(Beginning of GIVEN INFORMATION)

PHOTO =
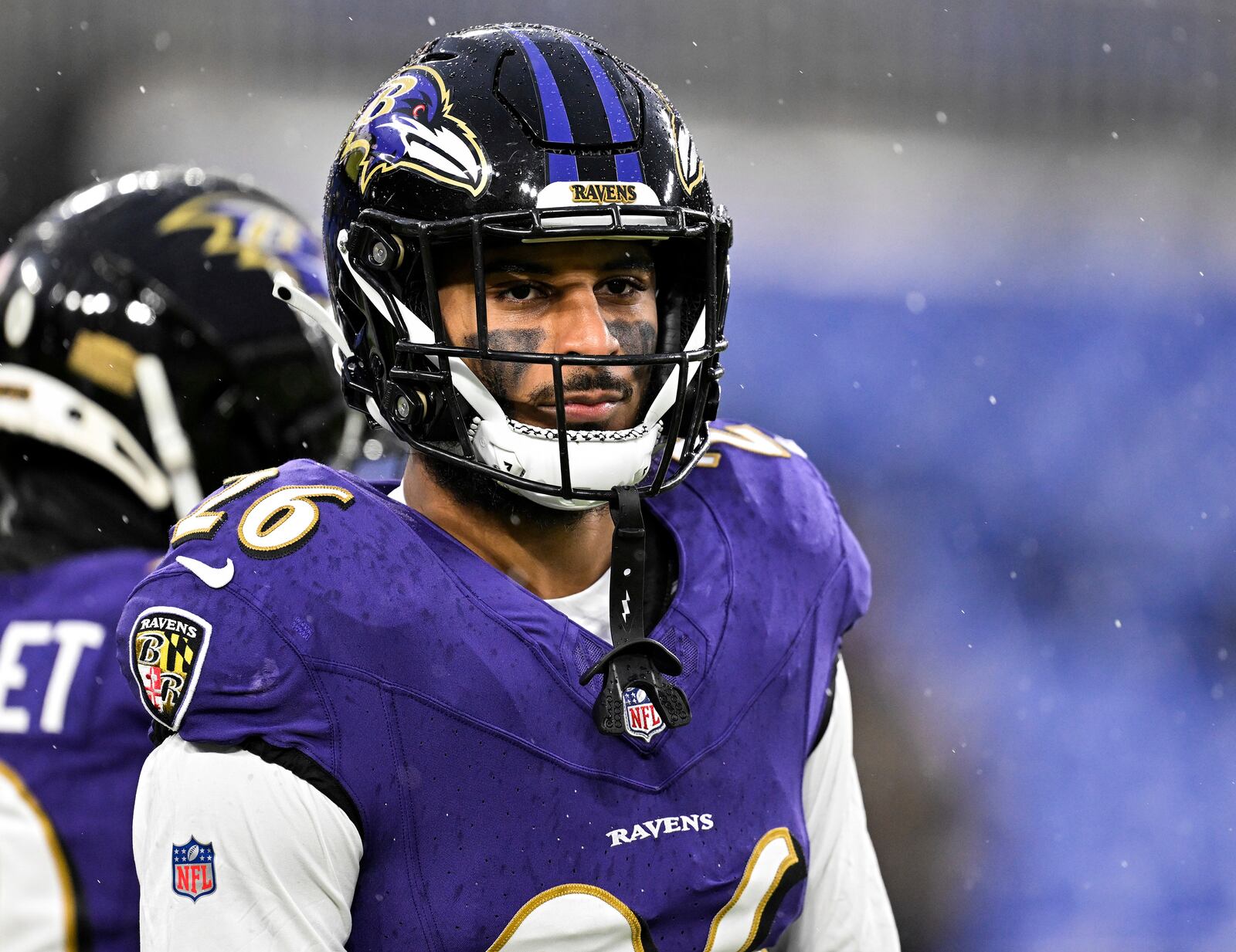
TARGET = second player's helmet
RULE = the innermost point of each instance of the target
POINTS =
(140, 334)
(518, 132)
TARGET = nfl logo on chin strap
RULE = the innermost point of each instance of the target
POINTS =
(193, 869)
(642, 719)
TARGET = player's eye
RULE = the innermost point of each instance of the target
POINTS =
(519, 292)
(622, 286)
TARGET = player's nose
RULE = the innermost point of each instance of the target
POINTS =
(580, 325)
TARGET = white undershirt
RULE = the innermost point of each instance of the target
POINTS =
(287, 859)
(589, 609)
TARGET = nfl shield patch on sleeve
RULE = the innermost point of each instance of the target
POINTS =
(193, 869)
(166, 649)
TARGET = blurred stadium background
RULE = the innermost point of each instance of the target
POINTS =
(984, 273)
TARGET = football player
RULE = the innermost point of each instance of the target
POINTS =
(572, 684)
(142, 356)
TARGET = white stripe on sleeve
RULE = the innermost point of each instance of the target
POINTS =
(286, 859)
(846, 908)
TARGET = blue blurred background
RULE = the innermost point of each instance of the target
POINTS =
(984, 274)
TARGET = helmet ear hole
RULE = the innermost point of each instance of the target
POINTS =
(379, 251)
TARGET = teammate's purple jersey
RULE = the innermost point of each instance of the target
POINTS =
(72, 745)
(444, 699)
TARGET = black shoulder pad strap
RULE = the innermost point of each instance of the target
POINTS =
(312, 772)
(828, 705)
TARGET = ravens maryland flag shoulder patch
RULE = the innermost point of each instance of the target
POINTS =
(166, 649)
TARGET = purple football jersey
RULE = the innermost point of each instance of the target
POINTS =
(72, 746)
(444, 699)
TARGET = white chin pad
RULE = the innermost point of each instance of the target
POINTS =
(599, 459)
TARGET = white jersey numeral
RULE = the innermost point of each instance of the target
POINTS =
(204, 521)
(284, 519)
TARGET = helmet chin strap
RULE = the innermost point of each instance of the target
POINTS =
(597, 459)
(636, 662)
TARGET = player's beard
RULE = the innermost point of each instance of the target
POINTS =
(477, 490)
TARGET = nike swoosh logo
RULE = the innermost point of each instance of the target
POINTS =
(214, 577)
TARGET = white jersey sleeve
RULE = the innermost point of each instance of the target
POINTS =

(End of GIVEN INFORMATION)

- _INSTRUCTIONS TO FOLLOW_:
Return every line of the records in which the word "football" is found.

- _WRITTEN SOLUTION_:
TARGET = football player
TARGET = purple football jersey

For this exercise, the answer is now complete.